*AIM*
Could you copy these lines without any changes?
----- MATERIAL -----
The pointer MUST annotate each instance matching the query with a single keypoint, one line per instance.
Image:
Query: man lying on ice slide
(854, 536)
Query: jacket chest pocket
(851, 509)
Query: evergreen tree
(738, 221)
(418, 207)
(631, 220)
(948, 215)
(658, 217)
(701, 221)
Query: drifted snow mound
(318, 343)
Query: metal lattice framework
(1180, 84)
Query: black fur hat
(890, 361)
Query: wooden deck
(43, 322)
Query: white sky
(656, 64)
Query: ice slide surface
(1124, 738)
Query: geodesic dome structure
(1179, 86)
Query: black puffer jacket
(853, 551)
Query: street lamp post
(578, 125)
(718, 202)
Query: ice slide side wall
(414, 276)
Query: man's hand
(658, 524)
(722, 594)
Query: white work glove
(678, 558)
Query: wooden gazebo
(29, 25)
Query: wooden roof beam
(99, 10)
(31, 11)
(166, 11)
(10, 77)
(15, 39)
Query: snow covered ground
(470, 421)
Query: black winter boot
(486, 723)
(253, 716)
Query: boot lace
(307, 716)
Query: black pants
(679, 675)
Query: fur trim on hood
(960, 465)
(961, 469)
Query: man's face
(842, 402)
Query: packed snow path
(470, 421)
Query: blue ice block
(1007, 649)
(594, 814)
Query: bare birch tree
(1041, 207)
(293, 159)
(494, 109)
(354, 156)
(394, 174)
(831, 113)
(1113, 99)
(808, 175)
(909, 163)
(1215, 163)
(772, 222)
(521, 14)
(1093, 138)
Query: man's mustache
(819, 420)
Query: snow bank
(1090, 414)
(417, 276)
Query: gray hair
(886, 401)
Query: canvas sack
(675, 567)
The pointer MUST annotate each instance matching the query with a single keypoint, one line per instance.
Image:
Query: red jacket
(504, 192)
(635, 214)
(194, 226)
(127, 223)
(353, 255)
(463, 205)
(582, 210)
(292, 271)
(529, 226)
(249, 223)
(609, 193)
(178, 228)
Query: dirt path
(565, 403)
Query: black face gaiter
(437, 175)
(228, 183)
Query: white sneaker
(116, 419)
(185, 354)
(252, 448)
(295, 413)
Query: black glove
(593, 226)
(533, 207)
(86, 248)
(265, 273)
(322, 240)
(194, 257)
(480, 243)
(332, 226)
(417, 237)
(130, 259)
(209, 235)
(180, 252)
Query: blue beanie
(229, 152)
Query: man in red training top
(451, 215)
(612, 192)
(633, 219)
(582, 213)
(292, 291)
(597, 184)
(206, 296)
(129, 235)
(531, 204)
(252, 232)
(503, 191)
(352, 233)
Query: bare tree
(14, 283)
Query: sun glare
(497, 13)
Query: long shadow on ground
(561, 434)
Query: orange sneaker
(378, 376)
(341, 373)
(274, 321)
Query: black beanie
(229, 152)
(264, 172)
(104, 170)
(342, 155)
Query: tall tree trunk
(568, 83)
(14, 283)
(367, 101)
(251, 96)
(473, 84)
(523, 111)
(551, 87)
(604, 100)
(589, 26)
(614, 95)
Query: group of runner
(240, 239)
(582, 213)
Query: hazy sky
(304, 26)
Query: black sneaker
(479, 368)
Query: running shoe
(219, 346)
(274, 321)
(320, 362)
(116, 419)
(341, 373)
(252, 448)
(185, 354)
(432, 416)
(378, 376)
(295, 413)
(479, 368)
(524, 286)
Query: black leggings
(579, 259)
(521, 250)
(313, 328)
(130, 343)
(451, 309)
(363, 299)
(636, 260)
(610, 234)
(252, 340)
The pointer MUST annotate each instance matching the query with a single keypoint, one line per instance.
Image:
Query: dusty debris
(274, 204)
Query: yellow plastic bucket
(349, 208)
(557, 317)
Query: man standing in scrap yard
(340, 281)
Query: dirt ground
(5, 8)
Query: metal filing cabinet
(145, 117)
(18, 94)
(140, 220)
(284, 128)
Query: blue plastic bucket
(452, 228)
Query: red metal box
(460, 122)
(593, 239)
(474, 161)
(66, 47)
-----
*SOLUTION BELOW*
The pointer MUST annotate each instance matching the query with a single keypoint, one line per instance.
Image:
Query: man lying on ice slide
(854, 536)
Query: jacket chest pocket
(851, 509)
Query: evergreen tree
(738, 221)
(418, 207)
(631, 220)
(948, 215)
(658, 217)
(701, 221)
Query: drifted snow mound
(318, 343)
Query: metal lattice framework
(1180, 84)
Query: black fur hat
(890, 361)
Query: wooden deck
(43, 322)
Query: white sky
(656, 64)
Query: ice slide surface
(1124, 738)
Query: geodesic dome structure
(1179, 86)
Query: black puffer jacket
(853, 551)
Query: street lamp post
(578, 125)
(718, 202)
Query: ice slide side wall
(414, 276)
Query: man's hand
(658, 524)
(722, 594)
Query: white work glove
(678, 558)
Query: wooden gazebo
(29, 25)
Query: wooden roof beam
(99, 10)
(31, 11)
(166, 11)
(10, 77)
(15, 39)
Query: snow covered ground
(470, 421)
Query: black winter boot
(486, 723)
(253, 716)
Query: boot lace
(307, 716)
Query: black pants
(679, 675)
Query: fur trim on hood
(960, 465)
(961, 469)
Query: man's face
(842, 402)
Query: packed snow path
(470, 421)
Query: blue ice block
(1007, 649)
(594, 814)
Query: bare birch tree
(1041, 207)
(293, 159)
(494, 109)
(354, 156)
(394, 174)
(831, 113)
(1113, 99)
(808, 175)
(909, 163)
(1215, 163)
(772, 222)
(521, 14)
(1093, 138)
Query: man's mustache
(819, 420)
Query: snow bank
(1090, 414)
(417, 276)
Query: gray hair
(886, 401)
Query: canvas sack
(675, 567)
The pointer MUST annotate each instance matching the query with a single keypoint, one line per instance.
Image:
Query: red jacket
(504, 192)
(635, 214)
(194, 226)
(127, 223)
(353, 255)
(463, 205)
(582, 210)
(292, 271)
(529, 226)
(249, 223)
(609, 193)
(178, 228)
Query: dirt path
(565, 403)
Query: black face gaiter
(437, 175)
(228, 183)
Query: white sneaker
(116, 419)
(185, 354)
(252, 448)
(295, 413)
Query: black glove
(593, 226)
(533, 207)
(86, 248)
(265, 273)
(322, 240)
(194, 257)
(480, 243)
(332, 226)
(417, 237)
(130, 259)
(209, 235)
(180, 252)
Query: blue beanie
(229, 152)
Query: man in red training top
(451, 215)
(612, 192)
(633, 219)
(582, 213)
(292, 291)
(597, 184)
(206, 296)
(129, 235)
(531, 204)
(252, 232)
(503, 191)
(352, 233)
Query: bare tree
(14, 283)
Query: sun glare
(497, 13)
Query: long shadow on ground
(561, 434)
Query: orange sneaker
(378, 376)
(341, 373)
(274, 321)
Query: black beanie
(229, 152)
(264, 172)
(104, 170)
(342, 155)
Query: tall tree trunk
(568, 83)
(14, 283)
(367, 101)
(251, 96)
(473, 84)
(523, 111)
(551, 87)
(604, 100)
(589, 26)
(614, 95)
Query: group of runner
(240, 239)
(582, 213)
Query: hazy sky
(304, 26)
Query: black sneaker
(479, 368)
Query: running shoe
(219, 346)
(274, 321)
(320, 362)
(116, 419)
(341, 373)
(252, 448)
(185, 354)
(432, 416)
(378, 376)
(295, 413)
(479, 368)
(524, 286)
Query: black leggings
(579, 259)
(521, 250)
(313, 328)
(130, 343)
(451, 309)
(363, 299)
(636, 260)
(610, 234)
(252, 340)
The pointer MUST annotate each instance matching the query with a single keypoint, one line per instance.
Image:
Query: dusty debris
(274, 204)
Query: yellow plastic bucket
(349, 208)
(557, 317)
Query: man standing in scrap yard
(340, 281)
Query: dirt ground
(5, 8)
Query: metal filing cabinet
(145, 117)
(18, 94)
(140, 220)
(284, 128)
Query: blue plastic bucket
(452, 228)
Query: red metal box
(460, 122)
(593, 239)
(474, 161)
(66, 47)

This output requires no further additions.